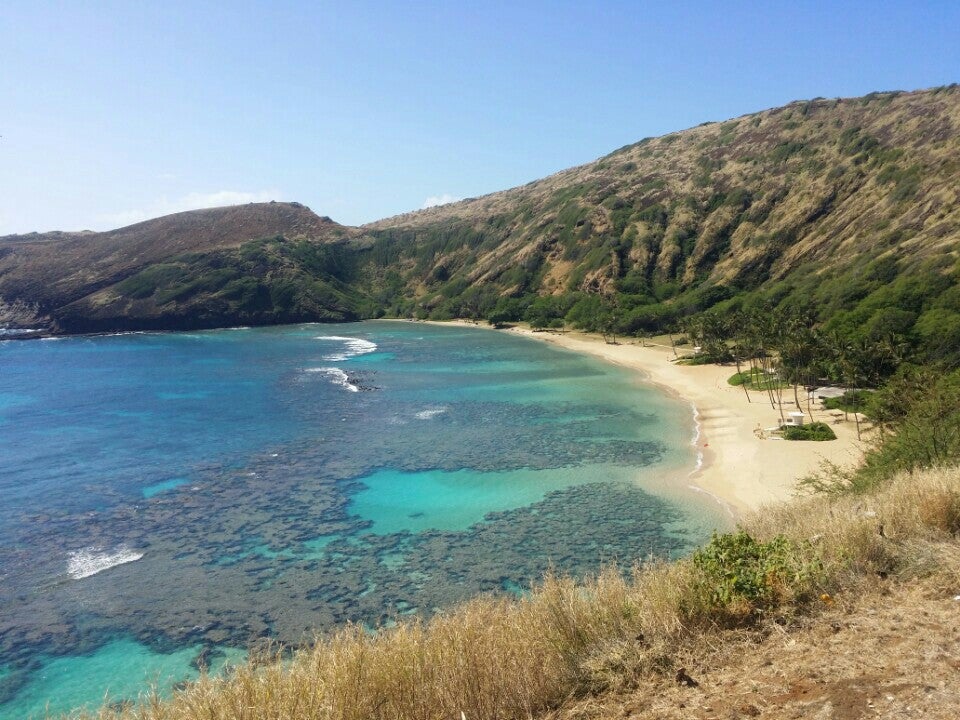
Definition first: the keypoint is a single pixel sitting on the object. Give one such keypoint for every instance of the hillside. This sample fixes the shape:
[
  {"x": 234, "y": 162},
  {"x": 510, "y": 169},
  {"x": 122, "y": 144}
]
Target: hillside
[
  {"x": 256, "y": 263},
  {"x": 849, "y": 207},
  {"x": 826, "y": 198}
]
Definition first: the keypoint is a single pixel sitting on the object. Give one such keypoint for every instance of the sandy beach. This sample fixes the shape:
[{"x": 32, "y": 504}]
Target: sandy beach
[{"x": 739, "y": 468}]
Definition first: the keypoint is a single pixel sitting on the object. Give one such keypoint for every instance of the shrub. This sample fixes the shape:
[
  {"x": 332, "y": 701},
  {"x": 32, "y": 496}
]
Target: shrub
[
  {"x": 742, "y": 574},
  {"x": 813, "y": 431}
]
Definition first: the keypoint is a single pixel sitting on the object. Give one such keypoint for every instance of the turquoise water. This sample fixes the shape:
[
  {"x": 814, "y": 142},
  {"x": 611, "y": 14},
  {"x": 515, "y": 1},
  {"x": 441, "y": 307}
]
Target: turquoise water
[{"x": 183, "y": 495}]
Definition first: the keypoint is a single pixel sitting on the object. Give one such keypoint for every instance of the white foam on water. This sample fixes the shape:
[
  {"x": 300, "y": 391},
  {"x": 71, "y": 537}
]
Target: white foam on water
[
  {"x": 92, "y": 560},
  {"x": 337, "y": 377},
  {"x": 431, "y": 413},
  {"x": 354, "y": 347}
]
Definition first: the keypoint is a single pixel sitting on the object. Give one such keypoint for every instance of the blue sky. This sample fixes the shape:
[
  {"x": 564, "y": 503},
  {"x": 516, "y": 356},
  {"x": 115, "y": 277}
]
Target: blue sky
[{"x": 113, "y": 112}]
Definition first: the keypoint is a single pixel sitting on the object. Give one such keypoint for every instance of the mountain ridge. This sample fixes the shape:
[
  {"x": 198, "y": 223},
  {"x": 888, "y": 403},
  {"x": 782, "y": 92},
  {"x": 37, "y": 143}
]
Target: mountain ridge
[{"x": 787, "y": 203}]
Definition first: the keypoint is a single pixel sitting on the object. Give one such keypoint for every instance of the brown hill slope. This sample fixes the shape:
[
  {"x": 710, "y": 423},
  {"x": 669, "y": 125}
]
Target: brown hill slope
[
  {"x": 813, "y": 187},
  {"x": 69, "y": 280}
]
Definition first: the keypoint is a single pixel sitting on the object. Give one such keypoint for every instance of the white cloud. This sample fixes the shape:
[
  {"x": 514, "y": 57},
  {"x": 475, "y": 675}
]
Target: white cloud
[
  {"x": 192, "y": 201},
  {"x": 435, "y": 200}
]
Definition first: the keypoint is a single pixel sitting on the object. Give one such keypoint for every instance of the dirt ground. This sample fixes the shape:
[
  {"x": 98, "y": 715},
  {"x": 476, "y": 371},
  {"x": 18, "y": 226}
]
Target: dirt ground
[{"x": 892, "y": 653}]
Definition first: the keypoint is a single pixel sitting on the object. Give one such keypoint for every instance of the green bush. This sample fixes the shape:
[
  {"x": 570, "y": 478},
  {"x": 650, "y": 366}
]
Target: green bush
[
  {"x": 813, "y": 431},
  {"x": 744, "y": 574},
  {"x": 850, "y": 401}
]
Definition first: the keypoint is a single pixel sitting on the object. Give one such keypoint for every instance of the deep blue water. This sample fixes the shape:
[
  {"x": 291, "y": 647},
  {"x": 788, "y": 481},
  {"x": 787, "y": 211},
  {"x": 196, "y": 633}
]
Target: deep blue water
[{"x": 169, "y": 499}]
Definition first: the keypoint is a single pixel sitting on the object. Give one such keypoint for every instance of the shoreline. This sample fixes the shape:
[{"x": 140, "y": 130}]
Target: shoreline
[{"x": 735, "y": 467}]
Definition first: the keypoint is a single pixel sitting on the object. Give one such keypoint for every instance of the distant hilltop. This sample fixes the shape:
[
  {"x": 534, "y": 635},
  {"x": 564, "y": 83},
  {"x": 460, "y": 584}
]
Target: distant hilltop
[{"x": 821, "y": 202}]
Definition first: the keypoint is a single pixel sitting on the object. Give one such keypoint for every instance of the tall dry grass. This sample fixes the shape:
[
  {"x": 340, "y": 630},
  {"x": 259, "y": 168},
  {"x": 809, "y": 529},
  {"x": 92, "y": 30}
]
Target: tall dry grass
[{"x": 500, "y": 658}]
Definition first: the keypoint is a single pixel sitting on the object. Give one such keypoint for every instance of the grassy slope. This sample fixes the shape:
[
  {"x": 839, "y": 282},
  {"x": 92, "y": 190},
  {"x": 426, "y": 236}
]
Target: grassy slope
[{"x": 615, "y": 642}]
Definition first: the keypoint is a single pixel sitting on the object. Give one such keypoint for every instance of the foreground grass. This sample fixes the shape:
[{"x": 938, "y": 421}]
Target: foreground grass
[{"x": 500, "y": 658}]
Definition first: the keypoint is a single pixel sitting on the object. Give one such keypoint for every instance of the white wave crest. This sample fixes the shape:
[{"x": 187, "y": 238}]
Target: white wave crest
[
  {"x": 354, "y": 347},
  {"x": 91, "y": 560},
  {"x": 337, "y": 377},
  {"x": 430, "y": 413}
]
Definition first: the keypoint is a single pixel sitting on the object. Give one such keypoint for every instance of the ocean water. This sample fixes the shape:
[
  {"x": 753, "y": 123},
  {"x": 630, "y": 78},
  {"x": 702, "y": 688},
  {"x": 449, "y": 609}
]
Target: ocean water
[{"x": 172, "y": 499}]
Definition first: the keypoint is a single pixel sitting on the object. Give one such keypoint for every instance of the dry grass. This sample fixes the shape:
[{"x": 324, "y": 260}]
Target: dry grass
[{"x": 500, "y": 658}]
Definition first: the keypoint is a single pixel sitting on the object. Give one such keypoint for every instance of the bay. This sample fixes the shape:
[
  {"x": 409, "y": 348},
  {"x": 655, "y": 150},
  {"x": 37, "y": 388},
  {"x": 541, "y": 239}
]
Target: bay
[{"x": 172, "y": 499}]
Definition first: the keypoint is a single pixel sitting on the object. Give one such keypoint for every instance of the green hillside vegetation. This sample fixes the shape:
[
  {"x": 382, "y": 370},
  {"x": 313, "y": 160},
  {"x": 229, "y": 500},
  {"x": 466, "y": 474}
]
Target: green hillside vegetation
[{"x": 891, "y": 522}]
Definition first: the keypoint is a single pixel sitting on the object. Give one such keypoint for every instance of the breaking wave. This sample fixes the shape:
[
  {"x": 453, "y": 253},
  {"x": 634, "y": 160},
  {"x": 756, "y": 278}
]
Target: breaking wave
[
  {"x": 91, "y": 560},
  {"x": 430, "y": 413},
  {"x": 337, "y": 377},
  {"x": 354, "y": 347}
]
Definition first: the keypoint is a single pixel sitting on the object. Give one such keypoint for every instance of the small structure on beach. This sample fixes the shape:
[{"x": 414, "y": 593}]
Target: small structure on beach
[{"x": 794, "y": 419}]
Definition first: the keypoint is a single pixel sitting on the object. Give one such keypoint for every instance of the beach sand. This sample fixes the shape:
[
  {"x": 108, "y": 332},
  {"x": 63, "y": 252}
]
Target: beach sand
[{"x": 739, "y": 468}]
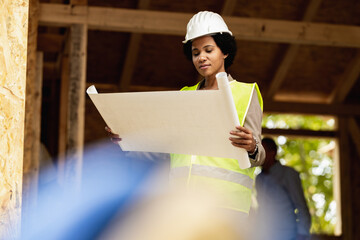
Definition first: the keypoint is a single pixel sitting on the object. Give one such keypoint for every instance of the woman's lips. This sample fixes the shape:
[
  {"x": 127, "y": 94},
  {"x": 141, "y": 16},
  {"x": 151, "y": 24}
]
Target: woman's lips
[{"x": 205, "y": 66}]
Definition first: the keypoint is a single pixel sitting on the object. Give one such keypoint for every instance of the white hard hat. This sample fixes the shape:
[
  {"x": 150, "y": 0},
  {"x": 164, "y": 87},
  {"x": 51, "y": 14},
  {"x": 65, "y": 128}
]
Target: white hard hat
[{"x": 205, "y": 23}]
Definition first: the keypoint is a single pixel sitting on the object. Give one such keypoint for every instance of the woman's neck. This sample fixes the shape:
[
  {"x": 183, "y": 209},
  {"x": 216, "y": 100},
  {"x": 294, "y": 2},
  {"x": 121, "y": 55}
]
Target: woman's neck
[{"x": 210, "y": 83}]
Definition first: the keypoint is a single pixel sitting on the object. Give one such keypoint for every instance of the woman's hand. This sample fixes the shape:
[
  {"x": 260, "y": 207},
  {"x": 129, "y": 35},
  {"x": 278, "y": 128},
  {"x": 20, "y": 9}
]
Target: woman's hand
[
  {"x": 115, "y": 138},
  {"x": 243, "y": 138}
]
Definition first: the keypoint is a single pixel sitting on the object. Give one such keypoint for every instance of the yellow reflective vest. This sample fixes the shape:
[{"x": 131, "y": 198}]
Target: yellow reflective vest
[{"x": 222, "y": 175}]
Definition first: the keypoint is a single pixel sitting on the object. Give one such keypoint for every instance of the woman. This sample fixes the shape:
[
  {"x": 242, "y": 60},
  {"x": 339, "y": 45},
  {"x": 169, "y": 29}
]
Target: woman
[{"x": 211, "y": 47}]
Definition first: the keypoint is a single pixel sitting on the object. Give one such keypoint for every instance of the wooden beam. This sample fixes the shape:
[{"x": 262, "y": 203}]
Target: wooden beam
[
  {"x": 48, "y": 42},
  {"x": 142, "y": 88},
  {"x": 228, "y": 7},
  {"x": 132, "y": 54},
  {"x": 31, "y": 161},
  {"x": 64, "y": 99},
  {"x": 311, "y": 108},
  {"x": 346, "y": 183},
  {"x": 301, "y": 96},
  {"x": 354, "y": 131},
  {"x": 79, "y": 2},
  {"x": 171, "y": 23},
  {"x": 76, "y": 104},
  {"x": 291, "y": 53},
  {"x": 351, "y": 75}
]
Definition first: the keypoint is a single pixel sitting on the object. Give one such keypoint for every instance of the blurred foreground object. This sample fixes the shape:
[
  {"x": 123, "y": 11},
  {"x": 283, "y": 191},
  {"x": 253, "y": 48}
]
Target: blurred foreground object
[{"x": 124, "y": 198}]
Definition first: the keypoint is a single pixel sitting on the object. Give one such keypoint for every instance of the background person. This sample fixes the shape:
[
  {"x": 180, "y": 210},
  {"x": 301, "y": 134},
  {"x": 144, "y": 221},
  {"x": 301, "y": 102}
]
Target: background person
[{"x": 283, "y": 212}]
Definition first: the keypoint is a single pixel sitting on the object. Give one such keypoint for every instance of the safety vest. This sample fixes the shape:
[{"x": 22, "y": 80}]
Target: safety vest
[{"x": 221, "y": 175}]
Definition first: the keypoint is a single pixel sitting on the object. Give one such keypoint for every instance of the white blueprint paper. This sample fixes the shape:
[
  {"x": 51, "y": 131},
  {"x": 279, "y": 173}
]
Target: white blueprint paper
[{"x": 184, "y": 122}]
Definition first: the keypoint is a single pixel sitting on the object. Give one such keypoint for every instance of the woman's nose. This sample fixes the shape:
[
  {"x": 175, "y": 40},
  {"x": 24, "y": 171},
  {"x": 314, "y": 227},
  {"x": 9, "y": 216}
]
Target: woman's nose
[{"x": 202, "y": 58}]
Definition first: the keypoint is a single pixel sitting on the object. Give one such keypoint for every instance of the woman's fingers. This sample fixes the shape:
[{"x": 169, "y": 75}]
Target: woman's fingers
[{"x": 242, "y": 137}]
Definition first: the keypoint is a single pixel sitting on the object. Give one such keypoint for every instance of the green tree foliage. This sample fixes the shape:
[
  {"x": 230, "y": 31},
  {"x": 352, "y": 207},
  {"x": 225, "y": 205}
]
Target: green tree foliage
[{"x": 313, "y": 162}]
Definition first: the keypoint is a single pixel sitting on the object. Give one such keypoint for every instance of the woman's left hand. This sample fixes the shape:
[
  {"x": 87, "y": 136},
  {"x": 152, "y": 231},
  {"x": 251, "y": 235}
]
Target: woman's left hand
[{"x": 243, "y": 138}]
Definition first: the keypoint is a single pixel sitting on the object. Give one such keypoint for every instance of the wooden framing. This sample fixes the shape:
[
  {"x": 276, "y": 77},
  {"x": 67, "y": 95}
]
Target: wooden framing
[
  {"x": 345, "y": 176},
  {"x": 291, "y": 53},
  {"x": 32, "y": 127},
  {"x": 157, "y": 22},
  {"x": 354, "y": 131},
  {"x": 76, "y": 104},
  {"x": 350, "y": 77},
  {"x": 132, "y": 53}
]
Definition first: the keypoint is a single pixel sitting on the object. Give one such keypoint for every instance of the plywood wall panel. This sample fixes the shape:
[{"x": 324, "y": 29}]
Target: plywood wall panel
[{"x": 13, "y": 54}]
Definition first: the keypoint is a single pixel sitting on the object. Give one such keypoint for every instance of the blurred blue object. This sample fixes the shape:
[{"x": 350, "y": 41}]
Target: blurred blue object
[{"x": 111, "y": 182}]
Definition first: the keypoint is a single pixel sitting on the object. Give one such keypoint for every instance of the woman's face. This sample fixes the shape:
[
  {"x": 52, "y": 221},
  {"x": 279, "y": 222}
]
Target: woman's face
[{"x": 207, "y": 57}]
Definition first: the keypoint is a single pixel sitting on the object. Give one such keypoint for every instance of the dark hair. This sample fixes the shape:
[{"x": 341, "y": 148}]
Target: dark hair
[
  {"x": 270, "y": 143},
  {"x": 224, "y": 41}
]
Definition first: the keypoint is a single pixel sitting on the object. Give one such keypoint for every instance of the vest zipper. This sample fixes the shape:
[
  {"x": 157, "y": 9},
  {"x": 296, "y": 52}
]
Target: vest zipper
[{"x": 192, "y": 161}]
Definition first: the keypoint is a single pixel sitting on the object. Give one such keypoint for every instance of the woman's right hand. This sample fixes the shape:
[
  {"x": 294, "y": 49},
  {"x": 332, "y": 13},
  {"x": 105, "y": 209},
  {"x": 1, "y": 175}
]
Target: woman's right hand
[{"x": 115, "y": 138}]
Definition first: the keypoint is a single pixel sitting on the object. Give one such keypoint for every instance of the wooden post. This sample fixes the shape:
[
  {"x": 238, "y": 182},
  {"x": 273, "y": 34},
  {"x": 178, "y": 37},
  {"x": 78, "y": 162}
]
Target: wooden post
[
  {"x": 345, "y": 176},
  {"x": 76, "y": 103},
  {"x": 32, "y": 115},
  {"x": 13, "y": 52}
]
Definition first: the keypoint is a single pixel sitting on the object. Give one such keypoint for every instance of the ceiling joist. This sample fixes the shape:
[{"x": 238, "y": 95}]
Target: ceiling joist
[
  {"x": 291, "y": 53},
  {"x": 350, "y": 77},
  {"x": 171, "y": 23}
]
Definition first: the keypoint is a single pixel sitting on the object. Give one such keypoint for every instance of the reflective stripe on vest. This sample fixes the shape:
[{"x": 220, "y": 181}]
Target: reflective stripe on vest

> _OBJECTIVE_:
Copy each line exactly, from the line containing "the wooden post." down to the last line of the material, and no other lines.

> _THE RESULT_:
Definition first: the keypoint is a single pixel sitting on the object. Give one such keypoint for every instance of the wooden post. This sample fixes the shape:
[
  {"x": 238, "y": 182},
  {"x": 273, "y": 34},
  {"x": 178, "y": 37},
  {"x": 78, "y": 162}
]
Target: wooden post
[
  {"x": 345, "y": 176},
  {"x": 76, "y": 103},
  {"x": 32, "y": 115},
  {"x": 13, "y": 52}
]
Definition first: the keypoint is a single pixel sitting on the object. Give one such keypoint for every instance of the ceiling joist. This sample fixes the shape:
[{"x": 238, "y": 95}]
Target: ceiling joist
[
  {"x": 291, "y": 53},
  {"x": 350, "y": 77},
  {"x": 171, "y": 23}
]
Definition first: the keypoint is a single pixel sitting on the object. Give one such keypoint for every instance of the reflective stripe on vest. This sample fixes the shape:
[{"x": 220, "y": 181}]
Target: reflective stripe on vest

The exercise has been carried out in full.